→ **YOUR TASKS**
1. Quote the RAG glossary entry from "A technique that" up to and including "the user query.".
2. According to the RAG glossary entry, what core limitation of language models does RAG address?

→ **TEXT PASSAGE**
┄┄┄┄┄┄┄┄┄┄

GlossaryMemory & Context
Retrieval-Augmented Generation (RAG)
A technique that enhances LLM outputs by retrieving relevant documents or data from an external knowledge source and injecting them into the model's context before generation.
Definition
Retrieval-Augmented Generation (RAG) addresses a core limitation of language models: their knowledge is frozen at training time. RAG dynamically retrieves up-to-date, domain-specific, or private information at inference time and includes it in the prompt, allowing the model to generate grounded responses without retraining.
The RAG Pipeline
- Index — Documents are chunked and embedded into a vector database (Pinecone, Weaviate, pgvector, Chroma).
- Retrieve — A user query is embedded and compared against indexed chunks; the top-k most similar chunks are returned.
- Augment — Retrieved chunks are inserted into the prompt as context alongside the user query.
- Generate — The LLM generates a response grounded in the retrieved context.

┄┄┄┄┄┄┄┄┄┄

Collected data entries:
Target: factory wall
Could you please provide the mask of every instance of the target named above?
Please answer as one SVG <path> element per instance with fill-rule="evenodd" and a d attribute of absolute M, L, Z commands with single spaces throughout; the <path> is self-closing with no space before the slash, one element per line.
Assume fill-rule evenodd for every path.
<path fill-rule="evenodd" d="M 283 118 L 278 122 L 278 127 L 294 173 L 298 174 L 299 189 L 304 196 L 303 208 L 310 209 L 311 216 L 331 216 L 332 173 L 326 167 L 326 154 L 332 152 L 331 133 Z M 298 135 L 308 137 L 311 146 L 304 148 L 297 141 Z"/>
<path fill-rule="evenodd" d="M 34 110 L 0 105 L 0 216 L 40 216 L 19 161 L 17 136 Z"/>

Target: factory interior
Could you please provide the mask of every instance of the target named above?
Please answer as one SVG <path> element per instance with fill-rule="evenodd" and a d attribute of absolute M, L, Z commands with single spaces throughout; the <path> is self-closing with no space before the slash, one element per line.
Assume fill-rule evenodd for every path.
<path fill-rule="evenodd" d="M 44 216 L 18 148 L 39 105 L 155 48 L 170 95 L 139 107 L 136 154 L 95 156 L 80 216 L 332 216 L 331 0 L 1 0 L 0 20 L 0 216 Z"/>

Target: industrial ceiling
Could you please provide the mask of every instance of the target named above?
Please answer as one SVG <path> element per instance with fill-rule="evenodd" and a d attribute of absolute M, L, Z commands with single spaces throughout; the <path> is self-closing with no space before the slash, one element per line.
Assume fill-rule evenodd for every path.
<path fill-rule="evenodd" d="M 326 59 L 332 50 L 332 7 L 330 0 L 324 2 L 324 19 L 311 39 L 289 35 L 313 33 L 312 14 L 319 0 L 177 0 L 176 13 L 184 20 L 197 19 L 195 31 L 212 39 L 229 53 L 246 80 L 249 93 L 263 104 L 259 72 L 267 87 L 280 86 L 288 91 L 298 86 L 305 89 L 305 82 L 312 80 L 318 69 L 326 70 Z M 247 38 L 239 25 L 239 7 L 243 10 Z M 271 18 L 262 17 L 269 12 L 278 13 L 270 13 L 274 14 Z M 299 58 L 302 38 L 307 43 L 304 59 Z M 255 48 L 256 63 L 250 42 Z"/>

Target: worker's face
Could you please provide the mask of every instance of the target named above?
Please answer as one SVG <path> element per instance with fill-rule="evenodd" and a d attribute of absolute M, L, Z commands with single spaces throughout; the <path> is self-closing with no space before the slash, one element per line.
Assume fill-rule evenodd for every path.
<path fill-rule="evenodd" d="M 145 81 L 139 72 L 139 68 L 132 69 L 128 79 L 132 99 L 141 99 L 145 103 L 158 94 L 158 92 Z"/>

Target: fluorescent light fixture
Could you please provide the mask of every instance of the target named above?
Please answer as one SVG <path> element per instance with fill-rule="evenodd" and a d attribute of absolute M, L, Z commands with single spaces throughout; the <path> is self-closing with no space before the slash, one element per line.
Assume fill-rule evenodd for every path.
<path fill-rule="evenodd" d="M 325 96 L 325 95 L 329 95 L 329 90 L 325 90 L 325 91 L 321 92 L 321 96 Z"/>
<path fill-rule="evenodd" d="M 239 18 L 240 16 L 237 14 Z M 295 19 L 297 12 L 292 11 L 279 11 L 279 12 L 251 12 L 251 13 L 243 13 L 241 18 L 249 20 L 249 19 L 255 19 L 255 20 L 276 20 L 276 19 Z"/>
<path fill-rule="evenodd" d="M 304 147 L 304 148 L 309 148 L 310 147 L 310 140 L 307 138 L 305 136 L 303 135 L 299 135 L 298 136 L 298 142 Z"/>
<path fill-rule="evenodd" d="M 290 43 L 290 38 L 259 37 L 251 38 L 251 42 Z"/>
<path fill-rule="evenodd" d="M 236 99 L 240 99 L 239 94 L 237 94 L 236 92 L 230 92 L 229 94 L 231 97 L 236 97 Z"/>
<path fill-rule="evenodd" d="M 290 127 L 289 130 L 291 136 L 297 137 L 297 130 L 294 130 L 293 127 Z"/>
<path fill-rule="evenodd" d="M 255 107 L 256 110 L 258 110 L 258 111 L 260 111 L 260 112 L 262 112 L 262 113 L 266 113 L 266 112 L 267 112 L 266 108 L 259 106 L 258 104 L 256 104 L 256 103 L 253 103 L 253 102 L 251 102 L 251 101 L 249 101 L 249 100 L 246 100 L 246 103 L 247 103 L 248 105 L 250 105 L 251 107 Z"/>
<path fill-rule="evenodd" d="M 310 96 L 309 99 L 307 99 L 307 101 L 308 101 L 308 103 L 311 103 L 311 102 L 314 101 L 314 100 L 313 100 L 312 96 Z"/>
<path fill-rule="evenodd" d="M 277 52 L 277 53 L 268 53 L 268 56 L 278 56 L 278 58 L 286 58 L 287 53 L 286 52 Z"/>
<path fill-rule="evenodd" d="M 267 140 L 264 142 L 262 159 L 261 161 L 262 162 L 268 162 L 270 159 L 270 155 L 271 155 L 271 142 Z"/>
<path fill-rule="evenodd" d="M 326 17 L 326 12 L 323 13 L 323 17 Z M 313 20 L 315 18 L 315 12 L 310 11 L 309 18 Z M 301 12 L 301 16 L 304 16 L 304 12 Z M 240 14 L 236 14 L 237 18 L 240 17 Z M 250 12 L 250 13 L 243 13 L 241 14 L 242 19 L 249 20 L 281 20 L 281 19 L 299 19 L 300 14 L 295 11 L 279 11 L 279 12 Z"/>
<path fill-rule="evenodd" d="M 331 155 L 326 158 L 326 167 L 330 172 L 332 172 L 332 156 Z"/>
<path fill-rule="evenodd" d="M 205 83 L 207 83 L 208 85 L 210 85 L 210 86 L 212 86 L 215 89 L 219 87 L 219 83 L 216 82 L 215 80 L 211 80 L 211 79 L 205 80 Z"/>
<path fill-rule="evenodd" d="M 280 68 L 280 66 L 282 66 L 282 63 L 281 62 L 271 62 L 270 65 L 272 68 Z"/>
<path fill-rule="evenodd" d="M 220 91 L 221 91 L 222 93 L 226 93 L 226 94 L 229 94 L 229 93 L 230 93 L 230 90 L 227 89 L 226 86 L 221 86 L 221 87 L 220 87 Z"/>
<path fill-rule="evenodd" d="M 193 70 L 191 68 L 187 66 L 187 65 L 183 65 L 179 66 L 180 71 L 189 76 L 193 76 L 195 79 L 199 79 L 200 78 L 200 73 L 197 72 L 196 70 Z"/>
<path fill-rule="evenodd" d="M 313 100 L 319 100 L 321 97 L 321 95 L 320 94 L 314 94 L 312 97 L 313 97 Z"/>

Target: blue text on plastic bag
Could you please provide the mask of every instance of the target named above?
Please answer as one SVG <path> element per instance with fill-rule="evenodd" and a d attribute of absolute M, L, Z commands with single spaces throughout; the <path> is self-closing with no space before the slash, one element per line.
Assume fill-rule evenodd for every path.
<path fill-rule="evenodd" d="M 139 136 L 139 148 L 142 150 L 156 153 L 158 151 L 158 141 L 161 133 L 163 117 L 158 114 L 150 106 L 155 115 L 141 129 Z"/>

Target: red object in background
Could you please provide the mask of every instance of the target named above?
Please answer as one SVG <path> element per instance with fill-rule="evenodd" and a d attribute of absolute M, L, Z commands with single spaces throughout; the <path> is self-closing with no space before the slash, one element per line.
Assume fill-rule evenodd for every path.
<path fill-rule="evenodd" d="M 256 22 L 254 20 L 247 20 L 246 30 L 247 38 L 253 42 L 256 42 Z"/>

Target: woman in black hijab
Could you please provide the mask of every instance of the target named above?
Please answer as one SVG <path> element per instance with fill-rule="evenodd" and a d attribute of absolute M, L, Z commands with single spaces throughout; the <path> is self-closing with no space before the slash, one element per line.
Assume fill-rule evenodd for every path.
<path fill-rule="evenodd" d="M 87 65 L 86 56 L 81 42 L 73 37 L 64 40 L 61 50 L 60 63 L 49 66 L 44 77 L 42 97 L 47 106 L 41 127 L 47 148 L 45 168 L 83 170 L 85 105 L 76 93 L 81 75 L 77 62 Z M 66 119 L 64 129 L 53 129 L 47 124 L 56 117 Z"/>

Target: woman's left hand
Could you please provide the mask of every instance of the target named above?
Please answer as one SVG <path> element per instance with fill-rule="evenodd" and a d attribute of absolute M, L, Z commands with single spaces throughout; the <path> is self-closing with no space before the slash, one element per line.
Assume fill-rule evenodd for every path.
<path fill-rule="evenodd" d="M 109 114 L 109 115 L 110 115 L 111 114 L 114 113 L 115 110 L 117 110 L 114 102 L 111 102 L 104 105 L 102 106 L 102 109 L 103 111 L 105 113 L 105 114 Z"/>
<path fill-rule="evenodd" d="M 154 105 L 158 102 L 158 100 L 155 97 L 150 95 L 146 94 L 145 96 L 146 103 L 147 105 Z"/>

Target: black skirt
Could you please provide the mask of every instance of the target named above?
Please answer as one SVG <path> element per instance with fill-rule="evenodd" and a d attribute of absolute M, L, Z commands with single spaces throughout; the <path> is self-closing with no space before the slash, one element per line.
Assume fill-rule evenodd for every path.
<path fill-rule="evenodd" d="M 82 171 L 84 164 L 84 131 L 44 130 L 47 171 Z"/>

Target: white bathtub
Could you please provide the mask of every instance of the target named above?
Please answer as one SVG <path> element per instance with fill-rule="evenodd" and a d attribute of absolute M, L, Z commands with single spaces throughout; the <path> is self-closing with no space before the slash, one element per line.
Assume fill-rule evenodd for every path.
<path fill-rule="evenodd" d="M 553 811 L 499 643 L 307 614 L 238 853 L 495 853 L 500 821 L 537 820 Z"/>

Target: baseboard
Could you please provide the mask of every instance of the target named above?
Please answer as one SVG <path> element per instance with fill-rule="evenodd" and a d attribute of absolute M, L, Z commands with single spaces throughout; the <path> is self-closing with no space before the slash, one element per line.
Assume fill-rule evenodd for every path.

┄┄┄┄┄┄┄┄┄┄

→ **EXERCISE RESULTS**
1.
A technique that enhances LLM outputs by retrieving relevant documents or data from an external knowledge source and injecting them into the model's context before generation.
Definition
Retrieval-Augmented Generation (RAG) addresses a core limitation of language models: their knowledge is frozen at training time. RAG dynamically retrieves up-to-date, domain-specific, or private information at inference time and includes it in the prompt, allowing the model to generate grounded responses without retraining.
The RAG Pipeline
- Index — Documents are chunked and embedded into a vector database (Pinecone, Weaviate, pgvector, Chroma).
- Retrieve — A user query is embedded and compared against indexed chunks; the top-k most similar chunks are returned.
- Augment — Retrieved chunks are inserted into the prompt as context alongside the user query.

2. Their knowledge is frozen at training time.